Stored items
====

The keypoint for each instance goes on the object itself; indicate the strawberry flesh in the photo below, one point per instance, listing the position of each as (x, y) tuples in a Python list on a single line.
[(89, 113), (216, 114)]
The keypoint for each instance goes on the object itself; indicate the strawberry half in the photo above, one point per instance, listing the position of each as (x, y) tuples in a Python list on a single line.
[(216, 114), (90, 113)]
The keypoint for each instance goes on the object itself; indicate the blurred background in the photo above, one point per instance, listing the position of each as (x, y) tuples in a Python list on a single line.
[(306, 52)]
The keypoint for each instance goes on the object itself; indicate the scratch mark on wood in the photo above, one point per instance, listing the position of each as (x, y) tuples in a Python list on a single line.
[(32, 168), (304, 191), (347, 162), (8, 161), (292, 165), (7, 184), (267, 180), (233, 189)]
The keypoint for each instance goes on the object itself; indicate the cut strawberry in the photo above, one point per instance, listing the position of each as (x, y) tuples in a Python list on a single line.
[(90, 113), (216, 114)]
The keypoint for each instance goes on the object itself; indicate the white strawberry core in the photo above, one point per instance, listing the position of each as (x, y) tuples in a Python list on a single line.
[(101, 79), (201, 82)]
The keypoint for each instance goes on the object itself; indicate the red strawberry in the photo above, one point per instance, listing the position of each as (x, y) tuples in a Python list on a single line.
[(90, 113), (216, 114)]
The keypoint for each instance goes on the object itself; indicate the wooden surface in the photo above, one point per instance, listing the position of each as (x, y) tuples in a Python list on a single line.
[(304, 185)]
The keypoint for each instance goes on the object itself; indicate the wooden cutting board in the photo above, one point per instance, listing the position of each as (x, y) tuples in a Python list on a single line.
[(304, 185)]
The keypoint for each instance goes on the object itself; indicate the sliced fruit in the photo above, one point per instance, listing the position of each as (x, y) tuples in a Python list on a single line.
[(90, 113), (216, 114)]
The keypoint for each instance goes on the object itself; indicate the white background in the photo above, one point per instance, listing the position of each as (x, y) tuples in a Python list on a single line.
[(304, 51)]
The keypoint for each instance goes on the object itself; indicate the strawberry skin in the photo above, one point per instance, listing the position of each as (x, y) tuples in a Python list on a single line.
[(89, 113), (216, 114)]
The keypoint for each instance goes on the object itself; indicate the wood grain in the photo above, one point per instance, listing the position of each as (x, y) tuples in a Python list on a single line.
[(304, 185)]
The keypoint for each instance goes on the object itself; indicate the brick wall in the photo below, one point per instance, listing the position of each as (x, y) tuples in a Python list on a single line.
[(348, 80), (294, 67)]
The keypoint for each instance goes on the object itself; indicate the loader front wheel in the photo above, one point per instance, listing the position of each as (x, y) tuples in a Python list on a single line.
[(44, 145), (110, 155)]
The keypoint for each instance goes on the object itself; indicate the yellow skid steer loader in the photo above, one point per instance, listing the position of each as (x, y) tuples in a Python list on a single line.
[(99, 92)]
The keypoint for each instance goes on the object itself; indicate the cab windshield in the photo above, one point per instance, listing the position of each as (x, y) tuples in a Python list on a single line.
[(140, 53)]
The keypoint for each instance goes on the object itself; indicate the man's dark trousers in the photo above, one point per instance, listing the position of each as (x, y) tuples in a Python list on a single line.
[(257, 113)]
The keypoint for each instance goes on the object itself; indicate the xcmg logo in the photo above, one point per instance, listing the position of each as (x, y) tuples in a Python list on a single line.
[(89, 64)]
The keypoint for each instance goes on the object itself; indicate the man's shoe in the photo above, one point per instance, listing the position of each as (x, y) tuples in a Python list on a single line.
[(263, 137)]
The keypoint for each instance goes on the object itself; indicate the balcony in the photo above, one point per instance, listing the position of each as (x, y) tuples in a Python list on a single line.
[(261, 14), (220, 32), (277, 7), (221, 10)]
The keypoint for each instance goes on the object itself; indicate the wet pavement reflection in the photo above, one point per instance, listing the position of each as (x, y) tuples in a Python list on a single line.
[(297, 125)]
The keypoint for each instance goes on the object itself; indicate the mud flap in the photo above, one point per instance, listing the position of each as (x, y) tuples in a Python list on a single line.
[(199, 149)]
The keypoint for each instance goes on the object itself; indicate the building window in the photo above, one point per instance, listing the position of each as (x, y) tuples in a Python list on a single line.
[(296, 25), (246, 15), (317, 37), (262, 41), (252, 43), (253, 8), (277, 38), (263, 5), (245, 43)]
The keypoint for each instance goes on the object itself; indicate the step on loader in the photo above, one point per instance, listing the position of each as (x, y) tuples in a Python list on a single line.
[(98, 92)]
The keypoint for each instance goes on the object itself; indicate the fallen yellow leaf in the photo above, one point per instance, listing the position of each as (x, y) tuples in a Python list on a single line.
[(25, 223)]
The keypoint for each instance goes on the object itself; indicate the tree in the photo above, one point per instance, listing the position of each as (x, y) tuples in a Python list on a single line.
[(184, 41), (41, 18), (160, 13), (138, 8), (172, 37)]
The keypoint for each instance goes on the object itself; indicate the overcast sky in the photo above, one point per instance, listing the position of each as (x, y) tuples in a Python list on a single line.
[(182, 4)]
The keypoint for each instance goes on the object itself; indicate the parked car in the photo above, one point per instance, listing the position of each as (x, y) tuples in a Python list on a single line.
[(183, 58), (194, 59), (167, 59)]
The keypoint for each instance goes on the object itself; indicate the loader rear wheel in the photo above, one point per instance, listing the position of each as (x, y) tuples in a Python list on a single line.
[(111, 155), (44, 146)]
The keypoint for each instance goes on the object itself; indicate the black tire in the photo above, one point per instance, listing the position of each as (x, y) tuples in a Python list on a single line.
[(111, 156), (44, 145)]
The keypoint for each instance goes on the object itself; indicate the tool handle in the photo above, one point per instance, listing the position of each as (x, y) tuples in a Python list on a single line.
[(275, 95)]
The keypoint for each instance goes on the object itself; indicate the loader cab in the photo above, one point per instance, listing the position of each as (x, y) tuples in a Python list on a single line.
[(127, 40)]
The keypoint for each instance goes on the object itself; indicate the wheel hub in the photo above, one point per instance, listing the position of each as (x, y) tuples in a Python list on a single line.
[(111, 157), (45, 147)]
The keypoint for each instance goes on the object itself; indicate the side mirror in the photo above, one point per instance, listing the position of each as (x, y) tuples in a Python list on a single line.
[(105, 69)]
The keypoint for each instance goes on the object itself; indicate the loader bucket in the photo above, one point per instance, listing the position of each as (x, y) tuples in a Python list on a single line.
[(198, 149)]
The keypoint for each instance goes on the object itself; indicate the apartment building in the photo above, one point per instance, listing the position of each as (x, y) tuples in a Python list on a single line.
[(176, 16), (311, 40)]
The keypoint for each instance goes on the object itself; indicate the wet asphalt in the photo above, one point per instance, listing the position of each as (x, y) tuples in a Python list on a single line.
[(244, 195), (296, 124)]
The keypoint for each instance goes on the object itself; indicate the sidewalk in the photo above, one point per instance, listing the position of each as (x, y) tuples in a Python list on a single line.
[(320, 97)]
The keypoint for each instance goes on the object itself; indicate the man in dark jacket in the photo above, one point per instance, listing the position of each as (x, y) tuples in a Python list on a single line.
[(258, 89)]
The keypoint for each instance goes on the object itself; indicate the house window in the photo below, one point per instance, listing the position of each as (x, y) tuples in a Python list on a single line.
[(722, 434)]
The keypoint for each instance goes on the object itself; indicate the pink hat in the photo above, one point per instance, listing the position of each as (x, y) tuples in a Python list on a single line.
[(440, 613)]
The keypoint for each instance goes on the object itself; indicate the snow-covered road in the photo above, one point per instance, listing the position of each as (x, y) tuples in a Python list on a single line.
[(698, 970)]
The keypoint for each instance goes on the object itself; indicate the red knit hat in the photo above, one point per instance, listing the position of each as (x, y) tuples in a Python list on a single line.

====

WORK TASK
Return all of the entries exactly as written.

ANSWER SPACE
The keypoint for each instance goes on the object itself; indicate the strawberry flesh in the photo below, one point per instance, listing the position of each as (x, y) tuples in a Python list on a single line.
[(89, 113), (216, 114)]
The keypoint for each instance goes on the object itself; indicate the strawberry half in the photo above, one point per instance, listing the position of each as (x, y) tuples in a Python list on a single line.
[(216, 114), (90, 113)]
The keypoint for each instance goes on the object itself; indicate the blurred background in the photo above, one point per instance, listing the position of each as (x, y) tuples in a Python list on a single line.
[(306, 52)]
The keypoint for each instance goes on the object itself; indicate the scratch mark on wood in the photo above, one point per instance, listing the position of each as (x, y) tuples in a Python list on a single line.
[(32, 168), (304, 191), (347, 162), (8, 161), (292, 165), (7, 184), (267, 180), (233, 189)]
The keypoint for each instance goes on the object itself; indicate the cut strawberry in the photo above, one point per instance, listing the position of each as (x, y) tuples in a Python list on a single line.
[(90, 113), (216, 114)]
The keypoint for each instance goes on the object itself; indicate the white strawberry core in the photo above, one point per instance, listing the position of each as (x, y) tuples in a Python list on a single line.
[(101, 79), (201, 82)]
The keypoint for each instance goes on the object itself; indicate the red strawberry in the photo above, one point per instance, listing the position of each as (x, y) tuples in a Python list on a single line.
[(90, 113), (216, 114)]
The keypoint for each instance goes on the object itself; indicate the wooden surface in the photo above, one point per instance, listing the position of each as (x, y) tuples in a Python list on a single line.
[(304, 185)]
The keypoint for each instance goes on the object itself; indicate the wooden cutting board in the photo above, one point per instance, listing the position of each as (x, y) tuples in a Python list on a single line.
[(304, 185)]
The keypoint for each instance goes on the object itself; indicate the sliced fruit in the photo above, one point per instance, listing the position of each as (x, y) tuples in a Python list on a single line.
[(90, 113), (216, 114)]
The keypoint for each instance goes on the object itself; indicate the white background in the photo above, one point per instance, listing the position of each as (x, y) tuples in a Python list on a single line.
[(304, 51)]
The keypoint for each instance goes on the object itself; indicate the strawberry skin in the photo above, one point per instance, listing the position of each as (x, y) tuples in a Python list on a single line.
[(89, 113), (216, 114)]
The keypoint for each instance goes on the object itself; indicate the wood grain in the photo above, one point per instance, listing the position of each as (x, y) tuples in a Python list on a single line.
[(304, 185)]
The keypoint for each instance goes on the object itself; indicate the brick wall in the photo below, one point per instance, listing the position of each as (x, y) tuples in a Python list on a single line.
[(348, 80), (294, 67)]
The keypoint for each instance goes on the object itself; indicate the loader front wheel in the photo above, one point per instance, listing the position of each as (x, y) tuples in a Python list on a single line.
[(44, 145), (110, 155)]
The keypoint for each instance goes on the object itself; indicate the yellow skid steer loader in the photo above, one point per instance, listing the position of each as (x, y) tuples in a Python list on a single line.
[(99, 92)]
The keypoint for each instance goes on the object itself; indicate the cab windshield in the photo above, one point per instance, listing the position of each as (x, y) tuples in a Python list on a single line.
[(140, 53)]
The keypoint for each instance goes on the object itself; indicate the man's dark trousers in the photo above, one point per instance, listing the position of each as (x, y) tuples in a Python list on a single line.
[(257, 113)]
The keypoint for each instance goes on the object itself; indicate the xcmg logo in the photo above, one point per instance, listing the position of each as (x, y) tuples in a Python list on a single line.
[(89, 64)]
The keypoint for each instance goes on the object itself; indicate the man's shoe in the photo above, one point per instance, listing the position of each as (x, y) tuples in a Python list on a single line.
[(263, 137)]
The keypoint for each instance goes on the object itself; indicate the balcony in the photo above, one point per instance, listing the position of each as (x, y) tuples in a Python list on a single line.
[(261, 14), (220, 32), (277, 7), (221, 10)]
The keypoint for each instance goes on the object itself; indicate the wet pavement reflection in the photo above, one point per instance, listing the position of each as (x, y) tuples in a Python list on a single line.
[(297, 125)]
The keypoint for each instance goes on the object itself; indicate the mud flap in the photo above, one point per instance, listing the position of each as (x, y) tuples in a Python list on a single line.
[(199, 149)]
The keypoint for each instance goes on the object itself; indicate the building window in the photo above, one point per instance, listing the position of each as (x, y) tuples in a Python list on a single line.
[(296, 25), (246, 15), (317, 37), (262, 41), (252, 43), (253, 8), (277, 38), (263, 5), (245, 43)]
The keypoint for each instance goes on the object itself; indicate the step on loader in the photo above, one point per instance, listing the position of each as (x, y) tuples in a Python list on a single line.
[(98, 92)]
The keypoint for each instance goes on the object itself; indicate the fallen yellow leaf in the photo above, one point per instance, listing the position of each as (x, y) tuples in a Python list on a single line.
[(25, 223)]
The keypoint for each instance goes on the object itself; indicate the tree in the photo above, one point per instance, listing the position of each as (x, y) tuples in a Python list on a single line.
[(184, 41), (41, 18), (160, 13), (138, 8), (172, 37)]
The keypoint for each instance goes on the object itself; indicate the overcast sky in the photo above, one point per instance, listing the position of each as (x, y) tuples in a Python list on a single line.
[(182, 4)]
The keypoint for each instance goes on the object itself; indicate the parked car in the photo above, one point per instance, listing the position of each as (x, y) tuples in a Python list on a single line.
[(183, 58), (194, 59), (167, 59)]
The keypoint for each instance goes on the object itself; indicate the loader rear wheel in the photo above, one point per instance, listing the position of each as (x, y) tuples in a Python list on a single line.
[(111, 155), (44, 146)]
The keypoint for each instance goes on the object itself; indicate the black tire in the photo above, one point per instance, listing the position of each as (x, y) tuples in a Python list on a single line.
[(111, 156), (44, 145)]
The keypoint for each instance goes on the object itself; indicate the tool handle in the photo above, one point per instance, listing the position of each as (x, y) tuples in a Python list on a single line.
[(275, 95)]
The keypoint for each instance goes on the object itself; indicate the loader cab in the photo above, one point per instance, listing the position of each as (x, y) tuples in a Python list on a single line.
[(127, 40)]
The keypoint for each instance goes on the object itself; indicate the wheel hub in the photo above, one point per instance, listing the position of each as (x, y) tuples in a Python list on a single line.
[(111, 157), (45, 147)]
The keypoint for each instance goes on the object itself; indicate the side mirror in the photo above, one point per instance, listing the position of each as (x, y) tuples in a Python list on a single line.
[(105, 69)]
The keypoint for each instance goes on the object itself; indicate the loader bucket in the photo above, one point per instance, listing the position of each as (x, y) tuples in a Python list on a single line.
[(198, 149)]
The keypoint for each instance goes on the object itself; indicate the apartment building in the photo above, one point per instance, listing the position of each as (x, y) tuples in a Python list on a single line.
[(176, 16), (311, 40)]
The keypoint for each instance goes on the object itself; indicate the wet asphalt in the photo above, one point per instance, listing the position of each as (x, y) tuples in a Python list on a single line.
[(244, 195), (296, 124)]
The keypoint for each instance goes on the object itself; indicate the sidewalk in the photo above, one point per instance, listing the position of each as (x, y) tuples in a Python list on a single line.
[(320, 97)]
The keypoint for each instance goes on the object itself; indicate the man in dark jacket in the photo above, one point per instance, listing the position of each as (x, y) tuples in a Python list on a single line.
[(258, 89)]
The keypoint for each instance goes on the object itself; indicate the house window in the photo below, one point per instance, listing the position of each as (x, y) tuples in a Python list on a single line.
[(722, 434)]
The keypoint for each instance goes on the object itself; indicate the pink hat in the photo above, one point per instance, listing the position of each as (x, y) tuples in a Python list on a single line.
[(440, 613)]
The keypoint for each instance goes on the object itself; indicate the snow-covered road in the photo above, one point per instance, listing the position of each as (x, y) tuples in a Python list on a single line.
[(698, 970)]
The keypoint for each instance goes on the object itself; indicate the red knit hat in the photo above, one point per instance, listing the position of each as (x, y) tuples in a Python list on a single line.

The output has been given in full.